◆ PASSAGE PROVIDED

If a woman complains of discomfort or a self-detected mass, immediate evaluation is imperative. This includes pregnant patients; do not wait until after delivery to investigate an abnormality.

Use your own guidelines, but justify deviations from the norm

These may include earlier screening for women at risk, and need not match the recommendations of a nationally recognized group. However, in the event of a claim or suit, you will need to justify the reason for deviating from widely accepted guidelines.

Incorporate a systematic approach to diagnosis, treatment, referral (if required), and follow-up breast care.

Using an algorithm can help minimize error, confusion, and delays in care.

Assume cancer until it is ruled out

Consider diagnostic mammography and, when indicated, ultrasound imaging when the screening mammogram of a patient with a palpable mass is either negative or inconclusive.

A fine-needle aspiration or biopsy is a must to resolve indeterminate breast symptoms or inconclusive diagnostic breast imaging tests.

What not to say to patients

Do not assure the patient that a breast mass is benign until it is proven to be so.

Are you the “default PCP”? Screen for other cancers

When more than 1 physician is involved, someone needs to assume responsibility for the patient’s ongoing breast care. In a malpractice case, a doctor cannot simply claim that a routine mammogram or diagnostic test was deferred because it was assumed another physician would handle it.

In most cases, the patient’s primary care physician has the responsibility for her care.

ObGyn can be held to primary care physician standard. If the ObGyn is her only physician, the ObGyn may be held to a primary care standard—not only for breast and cervical cancer screening, but also for colorectal, skin, and other cancers.

Any physicians involved in a woman’s care should decide between them, as early in the process as possible, who will assume responsibility for ongoing care. According to the Agency for Healthcare Research and Quality,6-9 that physician oversees follow-up, monitoring, and tracking women with abnormal findings, including those for whom a biopsy is recommended.

The designation of responsibility and accountability should be documented in the medical record.

The radiology facility’s responsibility. The facility that performs the patient’s mammograms must share responsibility with the designated physician for follow-up, monitoring, and tracking abnormal test results. Each facility should have a system for tracking positive mammogram findings and, according to the Agency for Healthcare Research and Quality, “a process for correlating findings with biopsy results.” It also has the duty to communicate urgent or significant findings to physicians and, under certain circumstances, to the patient directly.

If more than 1 physician is involved, everyone should know who is responsible for coordinating the patient’s ongoing care. Good communication is especially critical when abnormal findings are involved and additional imaging or more invasive testing is needed.

Document, document, document

ProMutual Group’s studies repeatedly show that inadequate records—whether paper or electronic—substantially reduce the chance for a successful defense.

◆ EXCERPTED DATA
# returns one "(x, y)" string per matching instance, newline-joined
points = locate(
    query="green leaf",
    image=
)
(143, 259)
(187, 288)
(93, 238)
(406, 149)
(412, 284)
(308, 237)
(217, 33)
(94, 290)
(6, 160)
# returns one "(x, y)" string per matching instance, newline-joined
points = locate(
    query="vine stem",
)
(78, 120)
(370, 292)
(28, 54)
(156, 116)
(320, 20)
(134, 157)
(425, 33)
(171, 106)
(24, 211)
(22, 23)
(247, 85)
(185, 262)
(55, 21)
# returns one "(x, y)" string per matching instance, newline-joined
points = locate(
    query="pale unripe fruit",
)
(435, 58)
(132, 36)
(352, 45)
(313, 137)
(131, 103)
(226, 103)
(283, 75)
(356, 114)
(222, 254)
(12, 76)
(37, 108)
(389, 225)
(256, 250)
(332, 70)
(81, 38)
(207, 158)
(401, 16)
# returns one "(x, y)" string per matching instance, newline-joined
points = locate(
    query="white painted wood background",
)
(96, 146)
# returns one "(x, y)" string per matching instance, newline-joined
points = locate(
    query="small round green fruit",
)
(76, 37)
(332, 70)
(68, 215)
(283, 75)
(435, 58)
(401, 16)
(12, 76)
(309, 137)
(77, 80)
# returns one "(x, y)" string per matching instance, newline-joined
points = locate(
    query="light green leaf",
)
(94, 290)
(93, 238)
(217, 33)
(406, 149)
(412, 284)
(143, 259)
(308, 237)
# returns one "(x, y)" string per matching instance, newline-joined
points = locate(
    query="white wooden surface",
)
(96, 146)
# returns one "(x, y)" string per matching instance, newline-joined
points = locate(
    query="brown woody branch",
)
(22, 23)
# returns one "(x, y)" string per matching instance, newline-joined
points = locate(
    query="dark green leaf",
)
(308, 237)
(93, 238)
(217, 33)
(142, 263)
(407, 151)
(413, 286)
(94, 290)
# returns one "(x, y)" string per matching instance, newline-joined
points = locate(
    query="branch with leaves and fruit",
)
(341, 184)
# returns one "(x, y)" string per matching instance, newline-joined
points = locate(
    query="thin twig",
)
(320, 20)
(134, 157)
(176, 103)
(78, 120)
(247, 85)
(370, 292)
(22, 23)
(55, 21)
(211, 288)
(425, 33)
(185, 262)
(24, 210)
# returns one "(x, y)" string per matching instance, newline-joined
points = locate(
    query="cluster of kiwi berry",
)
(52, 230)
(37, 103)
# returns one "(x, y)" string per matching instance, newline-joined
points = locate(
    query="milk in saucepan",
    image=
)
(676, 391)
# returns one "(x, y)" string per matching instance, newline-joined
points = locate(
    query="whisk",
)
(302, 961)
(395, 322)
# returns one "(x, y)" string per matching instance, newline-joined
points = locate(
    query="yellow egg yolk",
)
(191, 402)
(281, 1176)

◆ WHAT TO DO
1. According to the breast care passage, what should be documented in the medical record?
2. Repeat word for word the part of the breast care passage starting at "A fine-needle aspiration" and ending at "proven to be so.".
The entries come from a source unrelated to the breast care passage.

◆ ANSWERS TO THE EXERCISE
1. The designation of responsibility and accountability for the patient's ongoing care.

2.
A fine-needle aspiration or biopsy is a must to resolve indeterminate breast symptoms or inconclusive diagnostic breast imaging tests.

What not to say to patients

Do not assure the patient that a breast mass is benign until it is proven to be so.